As descrições pormenorizadas foram calcadas, segundo Mascarenhas de Moraes, na apresentação dos seus relatórios, nos que eram produzidos diariamente pelos diferentes órgãos subordinados. Trabalho irretocável.

Dentro das comemorações dos 80 anos da participação brasileira na Itália, o Departamento de Educação e Cultura do Exército (Decex), juntamente com o Patrimônio Histórico e Cultural do Exército (DPHCEX) refizeram em 30 cidades, o roteiro da FEB, de 20 a 27 de abril, com explanações históricas públicas e uma ambientação na embaixada brasileira em Roma. Todos os pontos onde os brasileiros estiveram foram percorridos, nesse período, começando por Montte Vitalba – onde os soldados foram treinados antes da partida para o campo de batalha -, até Alessandria, palco em que protagonizaram o seu maior feito, ao conseguir a rendição de uma tropa alemã.

E como o Brasil foi parar lá, ao lado dos aliados? As versões são tão nebulosas quanto as brumas enfrentadas pelos contingentes brasileiros nos mares e lagos gelados da Itália. A que prevalece, no entanto, é a que há 80 anos nos é contada e está reproduzida no livro de Francisco César Ferraz, “Os Brasileiros e a Segunda Guerra Mundial”, (Zahar).

| O que fazer |
[1] Reescreva a passagem do trecho sobre a FEB que vai de "As descrições pormenorizadas" até "subordinados. Trabalho irretocável.", inclusive, trocando "relatórios" por "registros".
[2] Com base no trecho sobre a FEB, responda:
(a) Em quantas cidades foi refeito o roteiro da FEB?
(b) Onde os soldados foram treinados antes da partida para o campo de batalha?
(c) Qual é o título do livro de Francisco César Ferraz citado?

Exemplos de rotulagem de pontos:

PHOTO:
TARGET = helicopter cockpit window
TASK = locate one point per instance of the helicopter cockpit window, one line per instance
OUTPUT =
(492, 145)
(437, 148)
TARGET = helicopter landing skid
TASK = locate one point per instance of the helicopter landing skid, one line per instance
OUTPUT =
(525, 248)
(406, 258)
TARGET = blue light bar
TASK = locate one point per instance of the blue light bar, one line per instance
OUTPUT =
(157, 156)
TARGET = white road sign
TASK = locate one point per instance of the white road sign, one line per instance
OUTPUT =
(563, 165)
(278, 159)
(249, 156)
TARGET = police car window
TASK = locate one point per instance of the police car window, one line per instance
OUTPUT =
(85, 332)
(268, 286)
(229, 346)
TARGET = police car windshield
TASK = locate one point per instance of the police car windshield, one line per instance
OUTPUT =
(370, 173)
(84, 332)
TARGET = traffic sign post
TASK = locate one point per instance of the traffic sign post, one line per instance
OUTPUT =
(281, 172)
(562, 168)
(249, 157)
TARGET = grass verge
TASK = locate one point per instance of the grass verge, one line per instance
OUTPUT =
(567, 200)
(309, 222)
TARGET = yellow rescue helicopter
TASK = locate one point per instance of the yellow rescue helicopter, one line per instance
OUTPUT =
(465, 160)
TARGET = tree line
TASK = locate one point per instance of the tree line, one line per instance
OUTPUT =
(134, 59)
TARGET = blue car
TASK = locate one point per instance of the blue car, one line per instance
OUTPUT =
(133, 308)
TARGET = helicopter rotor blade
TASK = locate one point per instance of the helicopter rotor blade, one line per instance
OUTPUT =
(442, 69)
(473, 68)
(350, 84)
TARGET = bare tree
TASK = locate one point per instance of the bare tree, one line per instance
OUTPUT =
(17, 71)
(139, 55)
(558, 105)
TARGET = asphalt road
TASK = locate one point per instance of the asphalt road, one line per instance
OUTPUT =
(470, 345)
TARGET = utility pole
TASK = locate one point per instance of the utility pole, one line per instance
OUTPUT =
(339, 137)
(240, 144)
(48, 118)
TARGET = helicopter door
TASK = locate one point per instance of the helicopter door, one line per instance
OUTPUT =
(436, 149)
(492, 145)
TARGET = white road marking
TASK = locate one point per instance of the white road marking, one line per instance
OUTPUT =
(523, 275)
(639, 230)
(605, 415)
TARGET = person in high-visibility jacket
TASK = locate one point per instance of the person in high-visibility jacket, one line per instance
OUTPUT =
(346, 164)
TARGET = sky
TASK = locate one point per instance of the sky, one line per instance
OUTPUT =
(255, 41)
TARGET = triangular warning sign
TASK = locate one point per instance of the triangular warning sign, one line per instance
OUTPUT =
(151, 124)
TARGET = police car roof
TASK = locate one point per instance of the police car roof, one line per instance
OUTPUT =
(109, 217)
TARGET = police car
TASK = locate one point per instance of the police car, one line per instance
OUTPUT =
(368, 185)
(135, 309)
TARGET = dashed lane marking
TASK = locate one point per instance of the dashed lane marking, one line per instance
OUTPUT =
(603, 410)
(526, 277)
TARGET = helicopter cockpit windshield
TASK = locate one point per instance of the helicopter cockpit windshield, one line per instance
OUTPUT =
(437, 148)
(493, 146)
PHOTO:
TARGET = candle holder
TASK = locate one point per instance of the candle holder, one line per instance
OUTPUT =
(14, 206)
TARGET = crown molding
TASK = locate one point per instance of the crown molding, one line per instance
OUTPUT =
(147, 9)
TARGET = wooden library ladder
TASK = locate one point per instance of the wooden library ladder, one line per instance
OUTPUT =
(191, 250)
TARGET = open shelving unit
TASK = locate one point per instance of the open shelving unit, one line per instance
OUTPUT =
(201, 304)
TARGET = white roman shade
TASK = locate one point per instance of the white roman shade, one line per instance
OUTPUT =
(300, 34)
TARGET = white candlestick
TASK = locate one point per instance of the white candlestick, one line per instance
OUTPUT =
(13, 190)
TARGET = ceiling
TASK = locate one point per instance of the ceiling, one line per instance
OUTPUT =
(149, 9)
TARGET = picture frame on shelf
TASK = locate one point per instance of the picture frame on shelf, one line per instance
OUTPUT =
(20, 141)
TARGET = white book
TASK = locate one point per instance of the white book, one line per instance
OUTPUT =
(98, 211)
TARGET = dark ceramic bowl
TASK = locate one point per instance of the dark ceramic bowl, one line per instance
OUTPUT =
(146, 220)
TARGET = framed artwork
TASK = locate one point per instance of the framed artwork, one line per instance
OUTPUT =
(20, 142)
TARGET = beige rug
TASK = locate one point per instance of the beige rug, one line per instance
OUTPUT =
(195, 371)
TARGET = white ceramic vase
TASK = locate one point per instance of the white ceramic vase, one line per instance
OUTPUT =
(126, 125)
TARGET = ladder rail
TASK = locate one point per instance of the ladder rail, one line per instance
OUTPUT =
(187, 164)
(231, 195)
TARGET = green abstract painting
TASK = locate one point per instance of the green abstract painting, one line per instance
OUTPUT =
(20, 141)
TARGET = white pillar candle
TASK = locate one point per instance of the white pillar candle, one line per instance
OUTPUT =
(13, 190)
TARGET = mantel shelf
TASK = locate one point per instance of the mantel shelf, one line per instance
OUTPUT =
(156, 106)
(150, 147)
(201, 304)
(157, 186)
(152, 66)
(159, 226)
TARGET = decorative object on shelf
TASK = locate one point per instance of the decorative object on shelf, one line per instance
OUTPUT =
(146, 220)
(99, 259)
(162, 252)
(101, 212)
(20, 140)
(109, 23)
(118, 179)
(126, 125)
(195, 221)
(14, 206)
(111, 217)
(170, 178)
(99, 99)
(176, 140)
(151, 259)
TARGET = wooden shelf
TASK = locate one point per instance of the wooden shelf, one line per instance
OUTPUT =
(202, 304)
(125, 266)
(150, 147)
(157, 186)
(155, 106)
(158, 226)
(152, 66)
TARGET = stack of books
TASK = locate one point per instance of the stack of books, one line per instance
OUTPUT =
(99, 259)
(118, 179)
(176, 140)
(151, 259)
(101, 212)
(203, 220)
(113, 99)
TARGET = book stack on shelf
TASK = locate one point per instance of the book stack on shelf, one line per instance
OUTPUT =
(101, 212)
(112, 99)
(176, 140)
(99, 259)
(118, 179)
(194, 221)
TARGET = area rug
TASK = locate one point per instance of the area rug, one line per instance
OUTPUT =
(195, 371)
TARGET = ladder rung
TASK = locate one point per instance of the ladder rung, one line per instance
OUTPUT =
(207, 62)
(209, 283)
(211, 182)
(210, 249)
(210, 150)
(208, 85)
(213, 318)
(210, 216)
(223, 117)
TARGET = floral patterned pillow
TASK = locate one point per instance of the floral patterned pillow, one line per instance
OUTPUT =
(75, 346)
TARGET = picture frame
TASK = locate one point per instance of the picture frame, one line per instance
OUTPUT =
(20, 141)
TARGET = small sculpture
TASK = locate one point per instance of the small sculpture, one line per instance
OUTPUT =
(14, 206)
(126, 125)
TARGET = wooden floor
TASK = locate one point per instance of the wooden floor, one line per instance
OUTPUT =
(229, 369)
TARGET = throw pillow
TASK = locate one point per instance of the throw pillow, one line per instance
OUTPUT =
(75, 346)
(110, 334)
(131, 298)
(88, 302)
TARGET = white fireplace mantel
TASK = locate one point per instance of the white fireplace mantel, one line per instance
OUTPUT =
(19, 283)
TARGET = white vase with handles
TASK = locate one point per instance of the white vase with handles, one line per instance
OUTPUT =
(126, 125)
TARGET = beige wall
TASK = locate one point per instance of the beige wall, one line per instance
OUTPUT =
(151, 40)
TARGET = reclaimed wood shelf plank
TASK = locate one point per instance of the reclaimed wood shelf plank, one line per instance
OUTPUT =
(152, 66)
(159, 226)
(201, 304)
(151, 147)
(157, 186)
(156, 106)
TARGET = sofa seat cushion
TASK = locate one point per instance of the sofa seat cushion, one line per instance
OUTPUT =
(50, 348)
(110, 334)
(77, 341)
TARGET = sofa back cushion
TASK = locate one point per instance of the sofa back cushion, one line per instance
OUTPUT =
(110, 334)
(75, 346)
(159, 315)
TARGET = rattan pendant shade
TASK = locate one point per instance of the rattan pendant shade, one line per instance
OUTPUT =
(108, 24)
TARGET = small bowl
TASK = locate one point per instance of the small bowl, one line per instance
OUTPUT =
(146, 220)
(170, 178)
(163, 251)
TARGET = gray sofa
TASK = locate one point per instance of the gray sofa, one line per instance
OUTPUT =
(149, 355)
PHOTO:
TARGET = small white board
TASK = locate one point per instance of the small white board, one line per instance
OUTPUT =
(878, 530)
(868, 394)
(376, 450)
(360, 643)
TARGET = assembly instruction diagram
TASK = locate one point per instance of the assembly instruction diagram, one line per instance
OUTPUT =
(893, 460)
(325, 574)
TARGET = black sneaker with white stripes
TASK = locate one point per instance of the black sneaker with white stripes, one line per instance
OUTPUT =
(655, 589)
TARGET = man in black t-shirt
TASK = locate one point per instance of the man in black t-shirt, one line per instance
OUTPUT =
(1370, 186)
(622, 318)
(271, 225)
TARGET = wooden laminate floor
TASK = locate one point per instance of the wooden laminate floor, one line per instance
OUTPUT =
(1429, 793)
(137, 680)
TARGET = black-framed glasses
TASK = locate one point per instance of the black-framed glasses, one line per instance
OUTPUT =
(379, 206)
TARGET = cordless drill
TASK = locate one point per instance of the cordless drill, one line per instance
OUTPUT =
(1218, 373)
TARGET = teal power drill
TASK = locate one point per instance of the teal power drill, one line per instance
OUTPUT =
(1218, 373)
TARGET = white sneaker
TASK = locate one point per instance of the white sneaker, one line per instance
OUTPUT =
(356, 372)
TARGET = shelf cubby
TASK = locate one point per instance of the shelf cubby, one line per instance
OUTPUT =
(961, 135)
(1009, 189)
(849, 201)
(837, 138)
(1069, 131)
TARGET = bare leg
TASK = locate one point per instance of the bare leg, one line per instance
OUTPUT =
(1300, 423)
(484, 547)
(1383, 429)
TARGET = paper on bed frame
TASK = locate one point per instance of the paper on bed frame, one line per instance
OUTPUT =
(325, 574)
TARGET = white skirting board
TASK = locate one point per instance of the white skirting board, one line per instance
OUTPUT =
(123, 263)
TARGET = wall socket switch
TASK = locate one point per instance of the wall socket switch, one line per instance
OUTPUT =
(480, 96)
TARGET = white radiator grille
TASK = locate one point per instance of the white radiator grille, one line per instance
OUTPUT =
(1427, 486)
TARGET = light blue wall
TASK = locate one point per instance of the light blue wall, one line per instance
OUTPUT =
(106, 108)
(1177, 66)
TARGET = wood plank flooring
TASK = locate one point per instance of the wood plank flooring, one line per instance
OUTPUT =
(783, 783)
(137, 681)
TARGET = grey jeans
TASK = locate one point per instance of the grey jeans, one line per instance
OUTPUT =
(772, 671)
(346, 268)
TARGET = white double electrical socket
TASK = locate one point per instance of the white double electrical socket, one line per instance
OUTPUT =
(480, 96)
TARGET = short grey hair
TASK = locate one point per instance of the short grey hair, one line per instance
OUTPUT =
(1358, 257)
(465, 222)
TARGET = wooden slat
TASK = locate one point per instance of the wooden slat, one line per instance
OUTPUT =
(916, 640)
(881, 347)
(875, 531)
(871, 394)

| Soluções dos exercícios |
[1]
As descrições pormenorizadas foram calcadas, segundo Mascarenhas de Moraes, na apresentação dos seus registros, nos que eram produzidos diariamente pelos diferentes órgãos subordinados. Trabalho irretocável.

[2]
(a) Em 30 cidades.
(b) Em Montte Vitalba.
(c) "Os Brasileiros e a Segunda Guerra Mundial".